Work item: Look for the word "after" in the entries and copy every line where it shows up.
§
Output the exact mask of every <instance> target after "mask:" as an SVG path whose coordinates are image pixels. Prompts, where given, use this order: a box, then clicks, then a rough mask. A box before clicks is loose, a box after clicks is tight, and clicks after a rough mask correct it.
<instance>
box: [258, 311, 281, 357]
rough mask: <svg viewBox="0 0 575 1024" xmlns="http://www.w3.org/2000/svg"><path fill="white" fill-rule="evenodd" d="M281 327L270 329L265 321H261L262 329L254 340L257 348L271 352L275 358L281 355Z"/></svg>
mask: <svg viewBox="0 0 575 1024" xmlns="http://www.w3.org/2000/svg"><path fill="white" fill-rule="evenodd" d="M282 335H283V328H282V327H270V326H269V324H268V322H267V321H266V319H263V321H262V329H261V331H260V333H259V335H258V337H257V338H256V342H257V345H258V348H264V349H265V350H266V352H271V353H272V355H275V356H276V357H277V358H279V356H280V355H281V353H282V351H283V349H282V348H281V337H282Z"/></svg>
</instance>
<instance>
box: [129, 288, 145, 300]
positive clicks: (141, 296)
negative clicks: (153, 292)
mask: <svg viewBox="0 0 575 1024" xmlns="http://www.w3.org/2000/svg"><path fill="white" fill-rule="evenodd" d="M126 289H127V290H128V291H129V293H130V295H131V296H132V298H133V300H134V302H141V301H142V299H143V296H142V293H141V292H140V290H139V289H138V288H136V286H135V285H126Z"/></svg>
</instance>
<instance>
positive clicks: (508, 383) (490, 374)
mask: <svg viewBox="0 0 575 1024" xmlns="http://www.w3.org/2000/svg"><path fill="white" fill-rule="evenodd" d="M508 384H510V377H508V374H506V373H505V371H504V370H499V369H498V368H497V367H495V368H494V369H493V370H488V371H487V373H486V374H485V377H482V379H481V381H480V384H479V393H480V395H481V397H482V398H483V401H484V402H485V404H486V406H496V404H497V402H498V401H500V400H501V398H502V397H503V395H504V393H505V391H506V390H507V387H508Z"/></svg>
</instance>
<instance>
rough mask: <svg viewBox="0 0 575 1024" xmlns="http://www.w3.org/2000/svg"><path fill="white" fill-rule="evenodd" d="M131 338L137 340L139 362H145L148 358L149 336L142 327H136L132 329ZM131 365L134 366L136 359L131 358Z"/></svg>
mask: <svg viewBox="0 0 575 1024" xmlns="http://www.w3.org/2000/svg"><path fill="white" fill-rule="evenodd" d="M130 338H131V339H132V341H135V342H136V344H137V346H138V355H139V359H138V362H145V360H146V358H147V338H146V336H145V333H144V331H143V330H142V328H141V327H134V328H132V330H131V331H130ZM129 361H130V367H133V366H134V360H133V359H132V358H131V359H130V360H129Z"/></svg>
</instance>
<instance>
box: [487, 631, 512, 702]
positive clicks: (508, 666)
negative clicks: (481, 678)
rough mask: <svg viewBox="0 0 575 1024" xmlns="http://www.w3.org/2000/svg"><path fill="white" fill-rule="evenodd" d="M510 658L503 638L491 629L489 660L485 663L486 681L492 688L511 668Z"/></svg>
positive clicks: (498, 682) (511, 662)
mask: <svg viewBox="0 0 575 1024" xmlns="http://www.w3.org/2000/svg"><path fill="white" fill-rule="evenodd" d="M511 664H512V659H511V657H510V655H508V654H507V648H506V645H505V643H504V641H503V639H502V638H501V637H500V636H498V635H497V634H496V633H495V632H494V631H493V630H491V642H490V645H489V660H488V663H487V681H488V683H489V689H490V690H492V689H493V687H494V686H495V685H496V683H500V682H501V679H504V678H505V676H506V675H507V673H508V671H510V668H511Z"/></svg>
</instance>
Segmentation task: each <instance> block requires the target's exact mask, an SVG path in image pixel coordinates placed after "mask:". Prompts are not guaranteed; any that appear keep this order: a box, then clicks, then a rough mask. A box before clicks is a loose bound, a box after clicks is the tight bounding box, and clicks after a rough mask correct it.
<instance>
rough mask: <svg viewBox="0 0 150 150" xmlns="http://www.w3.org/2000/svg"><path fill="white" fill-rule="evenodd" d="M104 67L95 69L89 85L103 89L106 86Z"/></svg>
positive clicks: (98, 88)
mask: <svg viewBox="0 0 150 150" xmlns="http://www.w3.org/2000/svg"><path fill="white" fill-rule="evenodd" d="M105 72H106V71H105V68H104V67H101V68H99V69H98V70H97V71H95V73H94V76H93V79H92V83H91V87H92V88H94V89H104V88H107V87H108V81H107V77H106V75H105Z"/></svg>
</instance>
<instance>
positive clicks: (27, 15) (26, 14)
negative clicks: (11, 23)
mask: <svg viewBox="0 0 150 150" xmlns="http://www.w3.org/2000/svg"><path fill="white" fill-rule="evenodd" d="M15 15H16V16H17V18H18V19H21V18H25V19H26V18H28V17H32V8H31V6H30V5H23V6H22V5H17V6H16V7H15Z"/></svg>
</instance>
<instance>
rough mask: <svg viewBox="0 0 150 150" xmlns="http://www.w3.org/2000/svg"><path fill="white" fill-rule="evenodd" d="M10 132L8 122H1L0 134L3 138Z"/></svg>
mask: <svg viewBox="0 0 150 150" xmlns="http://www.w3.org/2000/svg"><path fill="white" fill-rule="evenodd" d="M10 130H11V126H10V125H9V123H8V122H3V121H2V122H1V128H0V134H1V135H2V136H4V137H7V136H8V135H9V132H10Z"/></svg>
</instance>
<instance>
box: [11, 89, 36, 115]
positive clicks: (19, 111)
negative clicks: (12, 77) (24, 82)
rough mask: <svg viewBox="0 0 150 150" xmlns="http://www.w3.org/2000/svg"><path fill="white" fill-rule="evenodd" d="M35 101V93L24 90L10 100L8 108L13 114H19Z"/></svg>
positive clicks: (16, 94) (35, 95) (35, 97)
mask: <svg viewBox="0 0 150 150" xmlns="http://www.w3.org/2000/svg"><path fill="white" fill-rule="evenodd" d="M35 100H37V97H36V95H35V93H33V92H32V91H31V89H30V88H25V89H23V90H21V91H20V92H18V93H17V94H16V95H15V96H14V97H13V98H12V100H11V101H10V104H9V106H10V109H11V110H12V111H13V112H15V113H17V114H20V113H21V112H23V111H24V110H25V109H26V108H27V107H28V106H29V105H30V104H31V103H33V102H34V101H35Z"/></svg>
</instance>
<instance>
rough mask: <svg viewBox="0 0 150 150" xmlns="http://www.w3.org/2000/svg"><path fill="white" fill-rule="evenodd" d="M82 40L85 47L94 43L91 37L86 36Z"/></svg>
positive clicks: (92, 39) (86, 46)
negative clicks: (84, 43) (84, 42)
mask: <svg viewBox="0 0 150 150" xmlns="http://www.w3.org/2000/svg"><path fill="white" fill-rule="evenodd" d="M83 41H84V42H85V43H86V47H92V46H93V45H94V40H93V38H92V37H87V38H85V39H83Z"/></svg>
§
Exercise solution:
Output the exact mask of every <instance> target after "mask:" as an SVG path whose coordinates are image pixels. Prompts, where given, use this order: a box, then clicks, then a rough mask. A box before clicks is loose, a box after clicks is tight, and clicks after a rough mask correct it.
Segmentation task: each <instance> block requires the target's exact mask, an SVG path in image pixel coordinates placed after "mask:". Prompts are not guaranteed; any that appear keep this order: a box, then clicks, then a rough mask. A box before clicks is a loose bound, a box after clicks is the tight bounding box, and clicks after a rough mask correct it.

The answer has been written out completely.